• **Texto extraído**
________________________________________

Confira o artigo sobre a PEC 37 do procurador do Estado, Rafael Arruda Oliveira, publicado no jornal O Popular desta quinta-feira, 9 de maio.
 
 
PEC 37 aqui, caso Cahuzac na França
 
Nos meios jurídicos, e mesmo fora deles, em momento preocupante da epopeia nacional, toma corpo a discussão acerca da tentativa de redução (ou limitação?) dos poderes de investigação do Ministério Público em ações penais, o que, mentes lúcidas hão de convir, representará, em sendo aprovada pelo Congresso a malfadada PEC 37, um retrocesso sem precedentes na recente história constitucional brasileira. Ainda que algum excesso possa, eventualmente, haver na atividade de membros do Ministério Público, não é por meio da referida alteração constitucional que se vai obter uma pretensa correção na atividade ministerial. Fruto ou não de uma tentativa de certos setores políticos em promover retaliação aos atores (e autores) que conduziram ao resultado obtido com o julgamento decorrente da Ação Penal 470, apelidada de "escândalo do mensalão", fato é que o problema está na pauta do dia, não sendo aceitável que qualquer cidadão minimamente esclarecido alheie-se das discussões.

________________________________________

• **Informações registradas**
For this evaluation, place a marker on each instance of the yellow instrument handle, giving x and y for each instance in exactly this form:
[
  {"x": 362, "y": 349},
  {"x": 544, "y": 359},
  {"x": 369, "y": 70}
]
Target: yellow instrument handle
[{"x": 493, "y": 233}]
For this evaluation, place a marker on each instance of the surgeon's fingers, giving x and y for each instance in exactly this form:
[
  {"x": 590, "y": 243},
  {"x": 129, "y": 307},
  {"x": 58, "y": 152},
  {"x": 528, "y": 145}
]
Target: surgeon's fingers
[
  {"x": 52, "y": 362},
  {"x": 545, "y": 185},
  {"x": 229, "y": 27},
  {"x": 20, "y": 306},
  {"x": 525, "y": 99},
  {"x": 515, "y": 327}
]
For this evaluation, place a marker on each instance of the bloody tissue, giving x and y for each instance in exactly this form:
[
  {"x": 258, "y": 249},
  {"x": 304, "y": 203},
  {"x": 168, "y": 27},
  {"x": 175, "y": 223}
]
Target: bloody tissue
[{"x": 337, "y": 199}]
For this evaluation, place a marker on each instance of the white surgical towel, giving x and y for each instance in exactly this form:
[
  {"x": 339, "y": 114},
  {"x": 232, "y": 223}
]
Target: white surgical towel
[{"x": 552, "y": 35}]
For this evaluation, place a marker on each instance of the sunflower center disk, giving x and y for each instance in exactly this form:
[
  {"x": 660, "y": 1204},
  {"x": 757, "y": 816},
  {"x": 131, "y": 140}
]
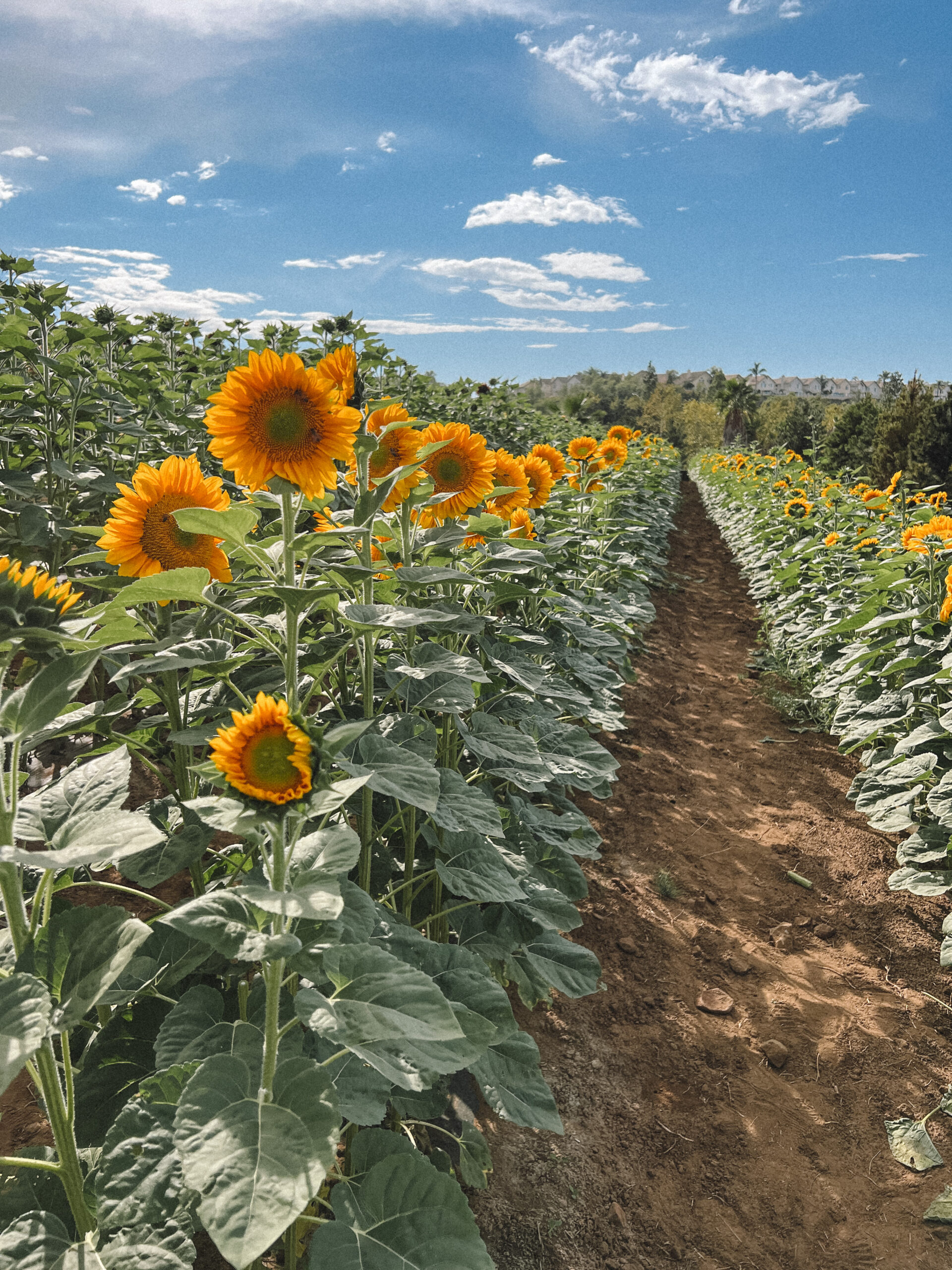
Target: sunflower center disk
[
  {"x": 266, "y": 760},
  {"x": 168, "y": 544},
  {"x": 285, "y": 422}
]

________________________________________

• **O que fazer**
1: Em que jornal foi publicado o artigo sobre a PEC 37?
2: Segundo o artigo sobre a PEC 37, por que nenhum cidadão minimamente esclarecido deve se alhear das discussões? Responda em até três frases.
3: Indique se cada afirmação abaixo está de acordo com o artigo sobre a PEC 37, respondendo sim ou não e citando as palavras do texto que decidem a questão.
(a) O artigo foi publicado em uma quinta-feira, 9 de maio.
(b) O autor afirma com certeza que a PEC 37 é uma retaliação de setores políticos.
(c) A PEC 37 busca ampliar os poderes de investigação do Ministério Público.

• **Resultados do exercício**
1: No jornal O Popular.

2: Porque, sendo ou não a proposta fruto de uma tentativa de retaliação, o problema está na pauta do dia.

3:
(a) Sim: "publicado no jornal O Popular desta quinta-feira, 9 de maio".
(b) Não: "Fruto ou não de uma tentativa de certos setores políticos em promover retaliação".
(c) Não: "tentativa de redução (ou limitação?) dos poderes de investigação do Ministério Público".